## EXTRACT
⁂

You are viewing a plain text version of this content. The canonical link for it is here.
Posted to commits@nifi.apache.org by pv...@apache.org on 2021/04/07 06:57:42 UTC

[nifi] branch main updated: NIFI-8390: Handle HBase namespaces in Atlas reporting task

This is an automated email from the ASF dual-hosted git repository.

pvillard pushed a commit to branch main
in repository https://gitbox.apache.org/repos/asf/nifi.git


The following commit(s) were added to refs/heads/main by this push:
     new 4b852ba  NIFI-8390: Handle HBase namespaces in Atlas reporting task
4b852ba is described below

commit 4b852ba7c89097da25bcf9160631eca6e9d9ac28
Author: Peter Turcsanyi <tu...@apache.org>
AuthorDate: Thu Apr 1 21:29:42 2021 +0200

    NIFI-8390: Handle HBase namespaces in Atlas reporting task
    
    Signed-off-by: Pierre Villard <pi...@gmail.com>
    
    This closes #4977.
---
 .../nifi/atlas/provenance/analyzer/HBaseTable.java | 56 ++++++++++---
 .../atlas/provenance/analyzer/TestHBaseTable.java  | 95 +++++++++++++++-------
 2 files changed, 109 insertions(+), 42 deletions(-)

diff --git a/nifi-nar-bundles/nifi-atlas-bundle/nifi-atlas-reporting-task/src/main/java/org/apache/nifi/atlas/provenance/analyzer/HBaseTable.java b/nifi-nar-bundles/nifi-atlas-bundle/nifi-atlas-reporting-task/src/main/java/org/apache/nifi/atlas/provenance/analyzer/HBaseTable.java
index e2ff8fb..0d3cd9d 100644
--- a/nifi-nar-bundles/nifi-atlas-bundle/nifi-atlas-reporting-task/src/main/java/org/apache/nifi/atlas/provenance/analyzer/HBaseTable.java
+++ b/nifi-nar-bundles/nifi-atlas-bundle/nifi-atlas-reporting-task/src/main/java/org/apache/nifi/atlas/provenance/analyzer/HBaseTable.java
@@ -28,22 +28,29 @@ import java.util.regex.Matcher;
 import java.util.regex.Pattern;
 
 import static org.apache.nifi.atlas.AtlasUtils.toQualifiedName;
+import static org.apache.nifi.atlas.NiFiTypes.ATTR_CLUSTER_NAME;
 import static org.apache.nifi.atlas.NiFiTypes.ATTR_NAME;
 import static org.apache.nifi.atlas.NiFiTypes.ATTR_QUALIFIED_NAME;
 import static org.apache.nifi.atlas.NiFiTypes.ATTR_URI;
 
 /**
  * Analyze a transit URI as a HBase table.
- * <li>qualifiedName=tableName@namespace (example: myTable@ns1)
- * <li>name=tableName (example: myTable)
+ * <li>qualifiedName=hbaseNamespace:tableName@namespace (example: default:myTable@ns1)
+ * <li>name=[hbaseNamespace:]tableName (example: myTable)
  */
 public class HBaseTable extends AbstractNiFiProvenanceEventAnalyzer {
 
     private static final Logger logger = LoggerFactory.getLogger(HBaseTable.class);
-    private static final String TYPE = "hbase_table";
 
-    // hbase://masterAddress/hbaseTableName/hbaseRowId(optional)

⁂

## RECORDS PROVIDED

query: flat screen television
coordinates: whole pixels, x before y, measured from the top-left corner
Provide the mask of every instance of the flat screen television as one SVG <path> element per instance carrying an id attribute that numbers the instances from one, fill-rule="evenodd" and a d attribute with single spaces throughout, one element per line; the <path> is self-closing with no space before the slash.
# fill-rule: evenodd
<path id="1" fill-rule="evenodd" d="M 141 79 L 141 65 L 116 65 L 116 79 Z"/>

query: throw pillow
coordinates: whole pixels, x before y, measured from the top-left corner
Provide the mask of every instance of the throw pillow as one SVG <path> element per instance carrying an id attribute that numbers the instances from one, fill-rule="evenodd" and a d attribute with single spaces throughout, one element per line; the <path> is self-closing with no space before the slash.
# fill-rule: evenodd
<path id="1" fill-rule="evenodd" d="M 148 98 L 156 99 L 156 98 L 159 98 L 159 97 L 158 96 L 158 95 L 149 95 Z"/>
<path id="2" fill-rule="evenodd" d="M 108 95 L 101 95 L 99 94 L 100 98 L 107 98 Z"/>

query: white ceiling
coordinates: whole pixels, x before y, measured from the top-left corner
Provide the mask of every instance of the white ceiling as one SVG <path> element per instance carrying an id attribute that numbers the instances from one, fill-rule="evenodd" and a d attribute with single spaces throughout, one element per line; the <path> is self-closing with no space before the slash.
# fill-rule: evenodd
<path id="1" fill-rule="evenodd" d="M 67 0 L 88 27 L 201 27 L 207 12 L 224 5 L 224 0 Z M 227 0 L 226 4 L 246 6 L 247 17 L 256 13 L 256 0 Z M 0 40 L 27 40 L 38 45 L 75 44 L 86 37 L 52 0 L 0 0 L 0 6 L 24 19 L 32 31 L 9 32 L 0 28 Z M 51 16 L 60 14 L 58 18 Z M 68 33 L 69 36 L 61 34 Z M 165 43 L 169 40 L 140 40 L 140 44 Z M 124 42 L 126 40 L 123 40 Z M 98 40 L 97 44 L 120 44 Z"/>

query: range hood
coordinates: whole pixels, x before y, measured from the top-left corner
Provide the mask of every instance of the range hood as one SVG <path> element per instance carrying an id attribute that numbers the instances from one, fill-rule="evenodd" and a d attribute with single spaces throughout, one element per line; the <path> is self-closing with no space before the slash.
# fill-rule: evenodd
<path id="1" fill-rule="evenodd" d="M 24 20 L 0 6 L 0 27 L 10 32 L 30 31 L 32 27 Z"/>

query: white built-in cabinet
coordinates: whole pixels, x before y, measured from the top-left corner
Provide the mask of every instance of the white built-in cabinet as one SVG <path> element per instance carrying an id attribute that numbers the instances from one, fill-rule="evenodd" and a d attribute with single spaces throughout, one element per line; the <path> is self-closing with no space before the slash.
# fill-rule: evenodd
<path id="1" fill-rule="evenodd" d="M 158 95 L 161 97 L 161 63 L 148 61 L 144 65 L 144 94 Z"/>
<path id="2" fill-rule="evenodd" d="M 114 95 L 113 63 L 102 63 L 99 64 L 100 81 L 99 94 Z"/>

⁂

## REQUIREMENT
From the commit email, copy the passage that begins at the words "import static org.apache.nifi.atlas.AtlasUtils.toQualifiedName;" and ends after the words "<li>name=[hbaseNamespace:]tableName (example: myTable)", swapping "myTable" for "ordersTable".

## SOLUTION FOR THIS TASK
import static org.apache.nifi.atlas.AtlasUtils.toQualifiedName;
+import static org.apache.nifi.atlas.NiFiTypes.ATTR_CLUSTER_NAME;
 import static org.apache.nifi.atlas.NiFiTypes.ATTR_NAME;
 import static org.apache.nifi.atlas.NiFiTypes.ATTR_QUALIFIED_NAME;
 import static org.apache.nifi.atlas.NiFiTypes.ATTR_URI;
 
 /**
  * Analyze a transit URI as a HBase table.
- * <li>qualifiedName=tableName@namespace (example: ordersTable@ns1)
- * <li>name=tableName (example: ordersTable)
+ * <li>qualifiedName=hbaseNamespace:tableName@namespace (example: default:ordersTable@ns1)
+ * <li>name=[hbaseNamespace:]tableName (example: ordersTable)